- **What you have to do**
Among the entries below, find the lines that hold the word "tire" and report them.
++++ Exercise inputs ++++
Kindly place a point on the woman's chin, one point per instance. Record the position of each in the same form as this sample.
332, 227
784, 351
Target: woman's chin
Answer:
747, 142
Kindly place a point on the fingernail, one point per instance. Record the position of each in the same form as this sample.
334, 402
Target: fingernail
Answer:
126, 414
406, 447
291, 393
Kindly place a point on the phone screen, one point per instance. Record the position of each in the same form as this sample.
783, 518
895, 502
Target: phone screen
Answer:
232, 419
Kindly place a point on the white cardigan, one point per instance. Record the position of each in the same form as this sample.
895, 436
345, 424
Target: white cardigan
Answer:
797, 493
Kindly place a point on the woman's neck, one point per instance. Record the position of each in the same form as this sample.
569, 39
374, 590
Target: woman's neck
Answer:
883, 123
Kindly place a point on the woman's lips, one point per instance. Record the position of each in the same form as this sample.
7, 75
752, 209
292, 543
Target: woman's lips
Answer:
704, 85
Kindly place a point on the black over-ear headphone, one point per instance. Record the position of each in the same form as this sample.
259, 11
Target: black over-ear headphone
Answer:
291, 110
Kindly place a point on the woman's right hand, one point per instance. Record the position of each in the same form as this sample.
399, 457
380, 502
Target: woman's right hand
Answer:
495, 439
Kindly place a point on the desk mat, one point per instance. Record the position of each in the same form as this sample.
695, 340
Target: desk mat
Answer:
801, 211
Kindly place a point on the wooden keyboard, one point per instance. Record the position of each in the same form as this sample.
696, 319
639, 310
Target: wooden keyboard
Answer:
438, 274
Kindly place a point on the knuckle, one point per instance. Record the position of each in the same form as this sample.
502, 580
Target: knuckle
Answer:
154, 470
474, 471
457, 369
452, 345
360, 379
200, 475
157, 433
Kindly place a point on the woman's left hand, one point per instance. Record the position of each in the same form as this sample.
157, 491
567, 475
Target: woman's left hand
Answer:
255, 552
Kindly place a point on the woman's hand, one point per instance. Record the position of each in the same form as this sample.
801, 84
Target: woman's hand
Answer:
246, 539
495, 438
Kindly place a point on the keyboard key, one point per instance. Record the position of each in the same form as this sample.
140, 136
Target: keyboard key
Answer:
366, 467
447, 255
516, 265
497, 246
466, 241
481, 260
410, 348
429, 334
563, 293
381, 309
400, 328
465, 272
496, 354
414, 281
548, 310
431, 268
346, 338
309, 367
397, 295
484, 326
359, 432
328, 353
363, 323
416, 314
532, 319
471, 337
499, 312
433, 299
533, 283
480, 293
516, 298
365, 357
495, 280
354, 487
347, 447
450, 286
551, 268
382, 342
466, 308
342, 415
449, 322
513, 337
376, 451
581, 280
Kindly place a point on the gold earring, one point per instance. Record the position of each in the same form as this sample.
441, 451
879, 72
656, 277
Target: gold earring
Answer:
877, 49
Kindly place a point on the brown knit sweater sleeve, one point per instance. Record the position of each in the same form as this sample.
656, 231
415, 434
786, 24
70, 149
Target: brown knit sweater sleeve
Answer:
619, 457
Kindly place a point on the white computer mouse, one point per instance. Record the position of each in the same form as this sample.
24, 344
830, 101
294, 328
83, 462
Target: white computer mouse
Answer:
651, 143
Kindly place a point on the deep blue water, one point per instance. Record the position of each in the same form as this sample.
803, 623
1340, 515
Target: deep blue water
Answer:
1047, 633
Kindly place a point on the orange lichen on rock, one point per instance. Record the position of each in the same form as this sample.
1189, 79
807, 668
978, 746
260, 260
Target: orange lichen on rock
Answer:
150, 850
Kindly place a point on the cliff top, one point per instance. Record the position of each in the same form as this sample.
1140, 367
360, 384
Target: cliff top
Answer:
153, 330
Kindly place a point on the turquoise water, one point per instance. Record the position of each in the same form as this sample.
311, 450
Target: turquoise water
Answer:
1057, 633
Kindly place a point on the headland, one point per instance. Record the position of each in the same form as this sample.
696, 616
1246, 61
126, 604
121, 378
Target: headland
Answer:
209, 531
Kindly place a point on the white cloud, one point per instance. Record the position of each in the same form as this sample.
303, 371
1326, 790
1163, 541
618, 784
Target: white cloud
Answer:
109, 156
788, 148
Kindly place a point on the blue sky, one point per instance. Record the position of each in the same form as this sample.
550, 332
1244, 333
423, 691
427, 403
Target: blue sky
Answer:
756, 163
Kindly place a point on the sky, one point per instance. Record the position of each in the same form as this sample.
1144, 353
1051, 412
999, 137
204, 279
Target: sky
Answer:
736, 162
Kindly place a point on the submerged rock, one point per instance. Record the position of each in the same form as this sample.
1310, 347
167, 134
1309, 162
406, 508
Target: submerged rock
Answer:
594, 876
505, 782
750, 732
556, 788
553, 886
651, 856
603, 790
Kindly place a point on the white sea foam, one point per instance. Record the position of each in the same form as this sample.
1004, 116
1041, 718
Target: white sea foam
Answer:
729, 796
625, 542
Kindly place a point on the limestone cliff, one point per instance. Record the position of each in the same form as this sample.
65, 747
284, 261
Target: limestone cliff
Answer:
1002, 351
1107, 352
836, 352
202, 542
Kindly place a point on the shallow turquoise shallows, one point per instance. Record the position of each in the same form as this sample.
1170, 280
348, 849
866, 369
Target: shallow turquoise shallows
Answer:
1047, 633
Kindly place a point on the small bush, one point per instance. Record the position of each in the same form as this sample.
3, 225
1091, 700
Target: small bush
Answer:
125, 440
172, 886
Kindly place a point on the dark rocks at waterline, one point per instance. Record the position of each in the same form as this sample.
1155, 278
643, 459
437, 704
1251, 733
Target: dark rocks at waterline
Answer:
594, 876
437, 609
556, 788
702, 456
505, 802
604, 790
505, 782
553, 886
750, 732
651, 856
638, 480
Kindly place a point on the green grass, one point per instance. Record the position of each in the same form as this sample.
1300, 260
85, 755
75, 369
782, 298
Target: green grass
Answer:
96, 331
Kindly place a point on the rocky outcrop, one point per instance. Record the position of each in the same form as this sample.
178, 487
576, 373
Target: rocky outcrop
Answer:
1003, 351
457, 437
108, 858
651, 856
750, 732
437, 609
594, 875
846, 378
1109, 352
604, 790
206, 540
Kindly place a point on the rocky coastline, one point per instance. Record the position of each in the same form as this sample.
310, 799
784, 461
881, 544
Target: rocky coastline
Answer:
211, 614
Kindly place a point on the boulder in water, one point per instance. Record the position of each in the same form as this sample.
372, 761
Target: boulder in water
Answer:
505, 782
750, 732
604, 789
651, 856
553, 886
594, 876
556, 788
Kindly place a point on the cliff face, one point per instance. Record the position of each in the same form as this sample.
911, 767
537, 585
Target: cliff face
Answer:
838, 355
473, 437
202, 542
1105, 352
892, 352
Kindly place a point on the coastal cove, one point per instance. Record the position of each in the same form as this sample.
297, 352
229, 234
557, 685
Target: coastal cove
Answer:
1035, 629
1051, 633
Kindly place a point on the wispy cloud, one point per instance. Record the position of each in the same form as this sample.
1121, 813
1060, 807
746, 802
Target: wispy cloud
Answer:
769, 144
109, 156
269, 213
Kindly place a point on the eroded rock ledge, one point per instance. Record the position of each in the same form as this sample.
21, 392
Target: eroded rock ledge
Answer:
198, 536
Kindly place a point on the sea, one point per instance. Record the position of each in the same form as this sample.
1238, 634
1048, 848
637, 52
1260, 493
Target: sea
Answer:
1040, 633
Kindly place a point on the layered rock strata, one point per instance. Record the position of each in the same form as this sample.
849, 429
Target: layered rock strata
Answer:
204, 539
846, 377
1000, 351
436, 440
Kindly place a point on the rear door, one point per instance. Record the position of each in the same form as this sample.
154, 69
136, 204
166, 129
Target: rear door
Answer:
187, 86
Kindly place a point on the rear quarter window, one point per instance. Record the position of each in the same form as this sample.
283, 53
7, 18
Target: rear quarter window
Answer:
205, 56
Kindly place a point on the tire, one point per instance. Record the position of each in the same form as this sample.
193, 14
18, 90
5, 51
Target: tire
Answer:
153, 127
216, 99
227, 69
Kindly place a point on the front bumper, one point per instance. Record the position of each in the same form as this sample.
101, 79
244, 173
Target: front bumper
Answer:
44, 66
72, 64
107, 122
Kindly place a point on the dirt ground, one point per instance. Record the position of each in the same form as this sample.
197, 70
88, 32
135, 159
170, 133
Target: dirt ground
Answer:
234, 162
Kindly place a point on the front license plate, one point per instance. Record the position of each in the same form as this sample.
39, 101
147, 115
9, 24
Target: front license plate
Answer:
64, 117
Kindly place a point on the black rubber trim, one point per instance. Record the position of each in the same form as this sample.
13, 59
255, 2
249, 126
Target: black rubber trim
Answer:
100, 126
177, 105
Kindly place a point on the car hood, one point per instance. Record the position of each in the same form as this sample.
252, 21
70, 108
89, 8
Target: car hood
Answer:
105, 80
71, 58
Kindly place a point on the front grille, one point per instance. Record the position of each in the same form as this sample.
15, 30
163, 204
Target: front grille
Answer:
++++
- **Task response**
Kindly place a point on the tire, one point per instance. Record the position of each in the same form as this sample.
Target: tire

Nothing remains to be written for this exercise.